§ Record excerpts

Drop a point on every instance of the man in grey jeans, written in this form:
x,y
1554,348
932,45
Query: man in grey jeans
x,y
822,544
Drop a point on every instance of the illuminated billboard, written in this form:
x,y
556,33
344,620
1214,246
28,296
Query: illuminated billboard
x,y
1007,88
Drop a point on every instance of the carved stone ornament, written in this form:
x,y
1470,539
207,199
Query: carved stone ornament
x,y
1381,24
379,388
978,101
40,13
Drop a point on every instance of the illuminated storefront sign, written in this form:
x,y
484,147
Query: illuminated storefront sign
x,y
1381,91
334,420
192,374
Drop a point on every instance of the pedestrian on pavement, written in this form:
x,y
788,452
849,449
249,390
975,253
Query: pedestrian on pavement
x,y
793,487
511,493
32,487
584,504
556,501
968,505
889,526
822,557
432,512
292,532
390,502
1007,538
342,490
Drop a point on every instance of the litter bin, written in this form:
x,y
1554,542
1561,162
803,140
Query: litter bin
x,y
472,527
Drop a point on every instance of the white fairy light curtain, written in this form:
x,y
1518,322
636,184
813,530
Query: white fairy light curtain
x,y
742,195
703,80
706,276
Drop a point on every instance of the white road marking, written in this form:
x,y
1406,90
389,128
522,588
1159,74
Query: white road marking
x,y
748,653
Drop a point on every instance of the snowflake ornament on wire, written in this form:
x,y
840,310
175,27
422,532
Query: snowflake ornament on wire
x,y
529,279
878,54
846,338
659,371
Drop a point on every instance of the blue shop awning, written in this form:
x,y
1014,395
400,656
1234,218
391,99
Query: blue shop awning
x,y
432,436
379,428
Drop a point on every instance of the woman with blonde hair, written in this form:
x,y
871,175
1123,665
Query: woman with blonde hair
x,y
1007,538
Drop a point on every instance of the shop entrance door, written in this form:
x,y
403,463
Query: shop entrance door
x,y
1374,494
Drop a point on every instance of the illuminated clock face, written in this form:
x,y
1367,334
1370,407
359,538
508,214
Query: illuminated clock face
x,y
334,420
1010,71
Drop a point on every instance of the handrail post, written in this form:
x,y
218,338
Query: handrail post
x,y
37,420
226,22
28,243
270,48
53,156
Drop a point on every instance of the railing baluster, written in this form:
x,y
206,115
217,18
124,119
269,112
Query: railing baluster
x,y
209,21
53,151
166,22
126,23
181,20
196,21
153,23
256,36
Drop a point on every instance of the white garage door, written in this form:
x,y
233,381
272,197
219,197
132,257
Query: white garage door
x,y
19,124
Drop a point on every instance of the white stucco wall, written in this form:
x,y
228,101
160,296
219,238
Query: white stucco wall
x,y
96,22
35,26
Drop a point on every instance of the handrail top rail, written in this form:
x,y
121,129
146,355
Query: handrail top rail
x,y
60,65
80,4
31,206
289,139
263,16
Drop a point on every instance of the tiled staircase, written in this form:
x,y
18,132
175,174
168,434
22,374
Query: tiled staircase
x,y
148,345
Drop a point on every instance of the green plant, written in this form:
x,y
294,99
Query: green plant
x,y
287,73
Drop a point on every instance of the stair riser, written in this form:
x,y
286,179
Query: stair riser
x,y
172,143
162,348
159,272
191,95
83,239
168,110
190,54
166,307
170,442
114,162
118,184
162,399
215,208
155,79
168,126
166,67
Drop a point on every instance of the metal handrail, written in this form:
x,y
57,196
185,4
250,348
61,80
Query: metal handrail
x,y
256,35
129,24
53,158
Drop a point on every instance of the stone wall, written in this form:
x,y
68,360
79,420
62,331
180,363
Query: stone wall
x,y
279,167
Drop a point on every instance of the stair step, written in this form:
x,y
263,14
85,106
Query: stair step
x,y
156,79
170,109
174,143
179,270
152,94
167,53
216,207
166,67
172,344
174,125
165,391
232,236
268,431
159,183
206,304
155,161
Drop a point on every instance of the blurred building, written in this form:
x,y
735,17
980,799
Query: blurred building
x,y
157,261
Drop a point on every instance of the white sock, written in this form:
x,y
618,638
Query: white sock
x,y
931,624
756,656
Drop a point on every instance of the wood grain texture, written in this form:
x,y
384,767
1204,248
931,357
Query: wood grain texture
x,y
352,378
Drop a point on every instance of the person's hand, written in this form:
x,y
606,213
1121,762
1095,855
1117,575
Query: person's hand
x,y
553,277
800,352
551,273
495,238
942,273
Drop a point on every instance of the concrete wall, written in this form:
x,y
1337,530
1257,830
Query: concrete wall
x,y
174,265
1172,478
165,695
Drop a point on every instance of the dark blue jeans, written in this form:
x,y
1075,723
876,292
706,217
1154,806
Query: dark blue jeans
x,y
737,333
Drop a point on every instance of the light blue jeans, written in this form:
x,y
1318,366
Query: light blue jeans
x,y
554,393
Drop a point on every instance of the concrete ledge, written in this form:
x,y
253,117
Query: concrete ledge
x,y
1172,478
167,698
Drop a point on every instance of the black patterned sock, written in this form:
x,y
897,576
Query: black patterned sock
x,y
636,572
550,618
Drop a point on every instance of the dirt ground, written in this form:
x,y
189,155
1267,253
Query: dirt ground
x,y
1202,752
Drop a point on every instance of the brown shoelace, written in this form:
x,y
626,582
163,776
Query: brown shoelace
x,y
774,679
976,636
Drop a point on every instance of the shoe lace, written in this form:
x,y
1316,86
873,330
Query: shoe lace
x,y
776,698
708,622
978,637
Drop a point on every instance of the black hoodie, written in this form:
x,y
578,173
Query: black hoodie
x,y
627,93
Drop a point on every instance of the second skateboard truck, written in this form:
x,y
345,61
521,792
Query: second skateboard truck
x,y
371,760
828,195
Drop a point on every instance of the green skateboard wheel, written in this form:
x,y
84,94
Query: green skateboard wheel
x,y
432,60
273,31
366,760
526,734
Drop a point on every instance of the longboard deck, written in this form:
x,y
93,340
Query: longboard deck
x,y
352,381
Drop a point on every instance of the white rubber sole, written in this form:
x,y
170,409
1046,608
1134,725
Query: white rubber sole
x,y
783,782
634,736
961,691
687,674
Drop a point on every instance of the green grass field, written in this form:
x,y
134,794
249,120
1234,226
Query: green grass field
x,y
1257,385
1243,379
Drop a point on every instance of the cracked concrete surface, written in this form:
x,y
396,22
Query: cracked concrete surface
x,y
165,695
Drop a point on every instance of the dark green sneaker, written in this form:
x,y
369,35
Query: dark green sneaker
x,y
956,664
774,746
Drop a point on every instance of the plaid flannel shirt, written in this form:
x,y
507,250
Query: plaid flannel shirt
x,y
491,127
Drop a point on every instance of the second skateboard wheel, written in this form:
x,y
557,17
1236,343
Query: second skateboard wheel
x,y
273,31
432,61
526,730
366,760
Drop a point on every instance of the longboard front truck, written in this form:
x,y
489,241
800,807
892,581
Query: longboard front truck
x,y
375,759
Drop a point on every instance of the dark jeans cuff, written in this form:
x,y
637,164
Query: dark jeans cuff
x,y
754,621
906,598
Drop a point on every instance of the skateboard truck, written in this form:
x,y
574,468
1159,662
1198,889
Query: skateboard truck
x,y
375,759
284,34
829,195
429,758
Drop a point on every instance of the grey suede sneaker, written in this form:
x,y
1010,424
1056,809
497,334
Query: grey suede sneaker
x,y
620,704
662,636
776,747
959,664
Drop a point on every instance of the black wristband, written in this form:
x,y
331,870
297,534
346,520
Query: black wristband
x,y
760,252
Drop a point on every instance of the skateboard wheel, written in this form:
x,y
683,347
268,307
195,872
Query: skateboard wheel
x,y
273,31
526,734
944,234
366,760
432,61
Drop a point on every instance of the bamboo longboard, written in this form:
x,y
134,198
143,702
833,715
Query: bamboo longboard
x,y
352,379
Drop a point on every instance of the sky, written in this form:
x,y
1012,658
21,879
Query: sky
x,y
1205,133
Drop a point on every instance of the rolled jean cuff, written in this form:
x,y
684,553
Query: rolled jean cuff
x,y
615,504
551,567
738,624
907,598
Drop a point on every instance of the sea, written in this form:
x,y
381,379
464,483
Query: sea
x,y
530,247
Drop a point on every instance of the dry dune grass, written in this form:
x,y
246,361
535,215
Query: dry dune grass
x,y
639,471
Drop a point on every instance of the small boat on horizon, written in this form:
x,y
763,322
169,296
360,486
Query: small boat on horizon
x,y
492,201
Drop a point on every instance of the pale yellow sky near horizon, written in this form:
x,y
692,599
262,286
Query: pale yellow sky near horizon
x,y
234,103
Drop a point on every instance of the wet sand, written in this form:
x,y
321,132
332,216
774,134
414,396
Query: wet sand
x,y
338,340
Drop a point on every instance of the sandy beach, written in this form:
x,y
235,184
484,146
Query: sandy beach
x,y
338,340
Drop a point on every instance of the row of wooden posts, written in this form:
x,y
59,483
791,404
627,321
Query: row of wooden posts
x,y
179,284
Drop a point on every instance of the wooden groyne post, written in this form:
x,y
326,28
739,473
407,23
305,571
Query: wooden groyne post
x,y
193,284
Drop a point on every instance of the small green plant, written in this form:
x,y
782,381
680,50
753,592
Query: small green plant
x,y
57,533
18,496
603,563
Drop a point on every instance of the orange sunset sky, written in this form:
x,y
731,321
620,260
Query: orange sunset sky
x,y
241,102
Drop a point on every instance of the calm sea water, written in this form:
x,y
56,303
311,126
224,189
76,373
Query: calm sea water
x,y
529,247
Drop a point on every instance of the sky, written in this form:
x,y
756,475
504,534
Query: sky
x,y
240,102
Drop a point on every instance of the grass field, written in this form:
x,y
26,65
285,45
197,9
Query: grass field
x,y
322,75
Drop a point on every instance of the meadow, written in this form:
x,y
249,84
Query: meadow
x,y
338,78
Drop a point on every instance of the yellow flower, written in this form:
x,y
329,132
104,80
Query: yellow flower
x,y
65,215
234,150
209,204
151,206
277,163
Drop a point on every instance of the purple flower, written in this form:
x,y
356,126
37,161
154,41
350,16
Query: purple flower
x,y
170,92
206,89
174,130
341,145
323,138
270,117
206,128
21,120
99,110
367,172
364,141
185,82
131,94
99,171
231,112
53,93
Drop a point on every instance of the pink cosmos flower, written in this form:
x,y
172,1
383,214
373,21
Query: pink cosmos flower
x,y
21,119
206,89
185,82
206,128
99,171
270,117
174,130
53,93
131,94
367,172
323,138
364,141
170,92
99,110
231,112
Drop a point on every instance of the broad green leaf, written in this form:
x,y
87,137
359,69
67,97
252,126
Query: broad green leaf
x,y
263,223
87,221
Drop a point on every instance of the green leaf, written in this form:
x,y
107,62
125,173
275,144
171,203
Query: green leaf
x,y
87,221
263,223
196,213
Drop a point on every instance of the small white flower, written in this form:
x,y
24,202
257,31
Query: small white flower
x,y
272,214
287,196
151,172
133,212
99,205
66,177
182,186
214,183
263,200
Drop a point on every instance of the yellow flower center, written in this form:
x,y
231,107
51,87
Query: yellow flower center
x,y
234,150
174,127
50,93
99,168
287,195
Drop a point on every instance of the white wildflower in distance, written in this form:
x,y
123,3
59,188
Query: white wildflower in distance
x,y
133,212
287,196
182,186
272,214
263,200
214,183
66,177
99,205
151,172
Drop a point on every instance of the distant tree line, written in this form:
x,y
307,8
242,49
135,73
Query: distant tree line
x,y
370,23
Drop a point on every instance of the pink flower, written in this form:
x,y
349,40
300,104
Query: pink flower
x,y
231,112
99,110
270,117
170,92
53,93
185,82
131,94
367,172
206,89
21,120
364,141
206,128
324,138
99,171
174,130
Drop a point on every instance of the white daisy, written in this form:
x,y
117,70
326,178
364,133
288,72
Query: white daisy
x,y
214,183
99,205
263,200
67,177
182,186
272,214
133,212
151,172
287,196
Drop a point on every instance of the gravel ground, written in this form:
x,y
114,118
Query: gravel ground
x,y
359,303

§ Exercise objective
Reproduce only the lines running from the one with "Drop a point on every instance of the broad" through the final line of the listing above, both ends included.

§ Solution to this task
Drop a point on every instance of the broad green leaf, written in this form:
x,y
87,137
359,69
67,97
252,126
Query: broad green leaf
x,y
263,223
87,221
Drop a point on every instance of the green leaf, written in this form:
x,y
107,62
125,173
275,144
171,203
Query: green leaf
x,y
87,221
263,223
196,213
Drop a point on every instance of the small white flower, written in this form:
x,y
24,202
257,31
Query: small white flower
x,y
272,214
287,196
151,172
133,212
99,205
66,177
182,186
214,183
263,200
Drop a point on every instance of the yellow flower center, written in this form:
x,y
231,107
51,87
Query: yellow flower center
x,y
234,150
174,127
50,93
99,168
287,195
Drop a point on every instance of the white wildflower in distance, written in this form:
x,y
123,3
59,188
Query: white wildflower in distance
x,y
133,212
287,196
182,186
272,214
263,200
214,183
66,177
99,205
151,172
Drop a point on every instance of the distant tree line, written in this form:
x,y
307,8
242,49
135,73
Query: distant tree line
x,y
370,23
Drop a point on every instance of the pink flower, written in this form:
x,y
349,40
300,104
Query: pink flower
x,y
231,112
99,110
270,117
170,92
53,93
185,82
131,94
367,172
206,89
21,120
364,141
206,128
324,138
99,171
174,130
Drop a point on every instance of the white daisy, written in this form:
x,y
117,70
326,178
364,133
288,72
Query: white daisy
x,y
214,183
99,205
263,200
67,177
182,186
272,214
133,212
151,172
287,196
Drop a point on every instance of the gravel ground, written in this form:
x,y
114,118
Query: gravel ground
x,y
359,303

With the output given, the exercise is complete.